==== Supplied records

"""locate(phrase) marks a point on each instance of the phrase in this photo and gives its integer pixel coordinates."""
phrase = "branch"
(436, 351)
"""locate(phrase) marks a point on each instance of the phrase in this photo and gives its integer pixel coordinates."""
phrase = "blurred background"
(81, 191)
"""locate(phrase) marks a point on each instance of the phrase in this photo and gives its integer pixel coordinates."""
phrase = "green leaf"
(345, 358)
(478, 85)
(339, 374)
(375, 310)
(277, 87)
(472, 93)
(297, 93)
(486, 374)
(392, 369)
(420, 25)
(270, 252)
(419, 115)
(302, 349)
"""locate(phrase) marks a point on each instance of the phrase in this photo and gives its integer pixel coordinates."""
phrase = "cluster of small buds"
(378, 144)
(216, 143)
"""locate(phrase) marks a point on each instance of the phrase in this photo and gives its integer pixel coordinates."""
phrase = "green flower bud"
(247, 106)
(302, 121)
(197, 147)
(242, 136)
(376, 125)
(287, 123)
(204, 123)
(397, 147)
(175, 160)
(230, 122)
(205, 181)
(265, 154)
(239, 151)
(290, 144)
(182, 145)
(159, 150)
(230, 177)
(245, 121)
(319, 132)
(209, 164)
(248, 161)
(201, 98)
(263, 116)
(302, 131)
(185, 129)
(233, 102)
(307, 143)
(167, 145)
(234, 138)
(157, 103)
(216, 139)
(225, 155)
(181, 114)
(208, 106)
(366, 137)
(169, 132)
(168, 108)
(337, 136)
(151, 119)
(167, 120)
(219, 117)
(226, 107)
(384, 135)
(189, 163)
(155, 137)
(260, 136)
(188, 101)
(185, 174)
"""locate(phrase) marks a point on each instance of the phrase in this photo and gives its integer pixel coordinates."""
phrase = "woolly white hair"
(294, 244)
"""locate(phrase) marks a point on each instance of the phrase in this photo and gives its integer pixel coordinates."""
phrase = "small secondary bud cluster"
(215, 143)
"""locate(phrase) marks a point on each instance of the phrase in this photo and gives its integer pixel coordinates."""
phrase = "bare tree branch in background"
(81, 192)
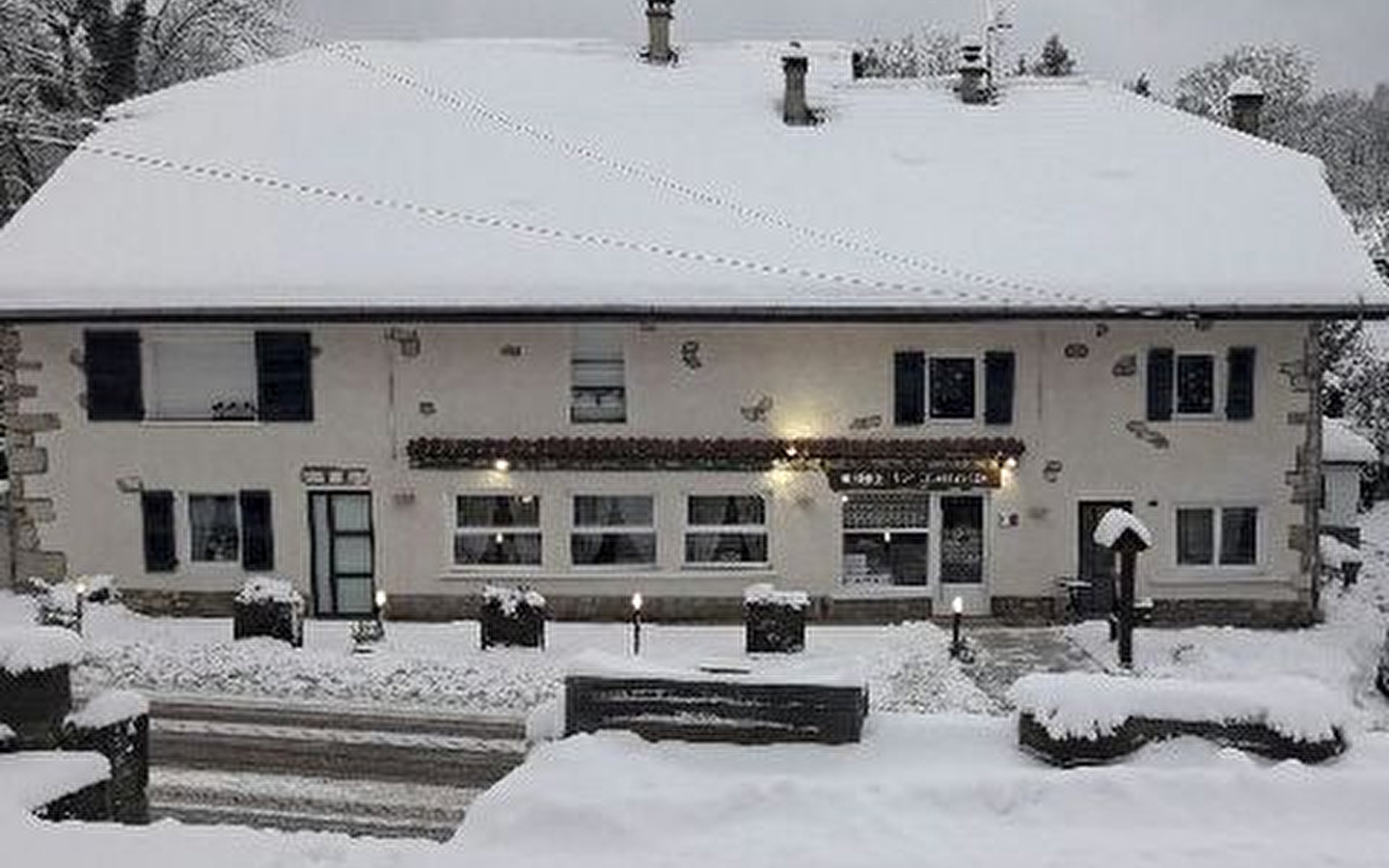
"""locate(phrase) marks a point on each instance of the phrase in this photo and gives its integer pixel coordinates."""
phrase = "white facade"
(1078, 411)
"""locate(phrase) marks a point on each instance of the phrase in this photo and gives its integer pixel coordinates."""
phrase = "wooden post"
(1129, 565)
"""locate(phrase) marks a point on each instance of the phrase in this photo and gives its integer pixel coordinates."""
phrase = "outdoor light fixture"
(956, 643)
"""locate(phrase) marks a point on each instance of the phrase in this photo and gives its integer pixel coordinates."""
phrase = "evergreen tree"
(1056, 60)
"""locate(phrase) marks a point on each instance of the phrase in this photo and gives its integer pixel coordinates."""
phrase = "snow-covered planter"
(35, 688)
(511, 617)
(271, 608)
(774, 619)
(1086, 719)
(59, 605)
(117, 725)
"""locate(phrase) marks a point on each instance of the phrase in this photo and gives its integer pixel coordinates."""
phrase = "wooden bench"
(716, 710)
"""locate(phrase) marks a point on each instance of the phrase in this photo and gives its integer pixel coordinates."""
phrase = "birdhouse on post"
(1121, 532)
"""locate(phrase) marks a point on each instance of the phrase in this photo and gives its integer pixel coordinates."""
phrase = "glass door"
(343, 557)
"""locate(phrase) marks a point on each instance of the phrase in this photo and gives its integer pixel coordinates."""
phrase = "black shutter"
(910, 389)
(284, 374)
(999, 375)
(157, 508)
(1160, 384)
(111, 362)
(258, 535)
(1239, 385)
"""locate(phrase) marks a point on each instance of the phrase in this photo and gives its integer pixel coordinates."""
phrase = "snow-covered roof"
(1341, 445)
(504, 176)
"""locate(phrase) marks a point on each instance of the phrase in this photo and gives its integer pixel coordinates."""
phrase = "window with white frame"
(1195, 384)
(214, 528)
(597, 375)
(1217, 536)
(725, 530)
(496, 530)
(202, 376)
(613, 529)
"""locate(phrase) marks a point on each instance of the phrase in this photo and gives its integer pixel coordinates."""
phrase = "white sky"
(1113, 40)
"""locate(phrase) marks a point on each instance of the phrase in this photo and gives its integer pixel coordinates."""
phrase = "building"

========

» What needs to be done
Make an exact copy of every record, pictures excluded.

» Answer to the problem
"""locate(phrase) marks a point on each instance of the phrase in this photo and gives its integer pixel coordinates."""
phrase = "branch"
(436, 351)
"""locate(phrase) marks a point on each instance of the phrase in this photo and gives its integer pixel coordinates."""
phrase = "blurred background"
(81, 191)
"""locate(phrase) marks a point on each instance of the phrase in this photo and gives its integer pixel coordinates."""
phrase = "green leaf"
(345, 358)
(478, 85)
(339, 374)
(375, 310)
(277, 87)
(472, 93)
(297, 93)
(486, 374)
(392, 369)
(420, 25)
(270, 252)
(419, 115)
(302, 349)
"""locate(phrase) marks a point on each instance of the phrase in this photo and gives its integer pixel coordinates."""
phrase = "cluster of small buds"
(378, 144)
(216, 143)
"""locate(phrase) marks a point on each instance of the phrase in this photo and gives its integer pixel coordinates."""
phrase = "green flower bud"
(247, 106)
(302, 121)
(197, 147)
(242, 136)
(376, 125)
(287, 123)
(204, 123)
(397, 147)
(175, 160)
(230, 122)
(205, 181)
(265, 154)
(239, 151)
(290, 144)
(182, 145)
(159, 150)
(230, 177)
(245, 121)
(319, 132)
(209, 164)
(248, 161)
(201, 98)
(263, 116)
(302, 131)
(185, 129)
(233, 102)
(307, 143)
(167, 145)
(234, 138)
(157, 103)
(216, 139)
(225, 155)
(181, 114)
(208, 106)
(366, 137)
(169, 132)
(168, 108)
(337, 136)
(151, 119)
(167, 120)
(219, 117)
(226, 107)
(384, 135)
(189, 163)
(155, 137)
(260, 136)
(188, 101)
(185, 174)
"""locate(phrase) marks a point on each instance of the phrase in this photo and gives its integer pixel coordinates."""
phrase = "woolly white hair"
(294, 244)
"""locate(phrase) marks a point on each instance of the phrase in this photo and gives its integer pixel coordinates."""
phrase = "small secondary bud cluster"
(215, 143)
"""locate(phrase) marks a point on each instance of the phrase in this photo and gives its integer pixel coordinates."""
phrase = "bare tree branch in background"
(81, 192)
"""locate(phrase) marks a point on each instance of the phrase in this photo and gives its integer pixel coordinates."""
phrase = "white facade"
(1078, 411)
"""locate(phrase) marks a point on each instance of the phrase in this photo and gives its integer pixel coordinates."""
phrase = "wooden post"
(1129, 565)
"""locate(phrase) marks a point on each instance of the phrase in this photo and gives its integer pixel coordinates."""
phrase = "outdoor light fixture"
(956, 643)
"""locate(phrase) marks a point on each instance of the phrase in this photo and gives its integer pixel coordinates."""
phrase = "evergreen tree"
(1056, 60)
"""locate(phrase) marks a point on each instance of the phrase in this photo and gives its integer pixel coordinates."""
phrase = "snow-covered planter"
(35, 688)
(511, 617)
(271, 608)
(774, 619)
(1086, 719)
(59, 605)
(117, 725)
"""locate(phrase) marks a point on each instance of the phrase in this photo and gives its integer pixel coordinates."""
phrase = "wooden bench"
(716, 710)
"""locate(phrase) marks a point on each instance of the phrase in this photo and gives its integer pixel coordinates."""
phrase = "birdhouse on post"
(1121, 532)
"""locate(phrase) marks a point on each instance of the phrase in this photo and gives its integer pixel coordinates."""
phrase = "glass door"
(343, 557)
"""locate(phrase) marks a point on each instance of the phrase in this photo and gives its integer pixel coordinates."""
phrase = "black shutter"
(910, 389)
(284, 374)
(999, 375)
(157, 508)
(1160, 384)
(111, 362)
(258, 535)
(1239, 385)
"""locate(phrase) marks a point on each instance of the phrase in this photo and gives its integer pixel coordinates."""
phrase = "snow-covered roof"
(1341, 445)
(504, 176)
"""locate(phrase) marks a point on each instance of the phrase in this photo and gives its integer pixel coordinates."""
phrase = "window with white frame"
(1195, 384)
(214, 528)
(597, 375)
(1217, 536)
(725, 530)
(496, 530)
(202, 376)
(613, 529)
"""locate(phrase) marks a point on each instance of the phrase in this photo and gives its integer pixel coordinates."""
phrase = "white sky"
(1113, 40)
"""locate(phrase) marks a point on each instance of the phrase in this photo and gives its integer pixel coordinates."""
phrase = "building"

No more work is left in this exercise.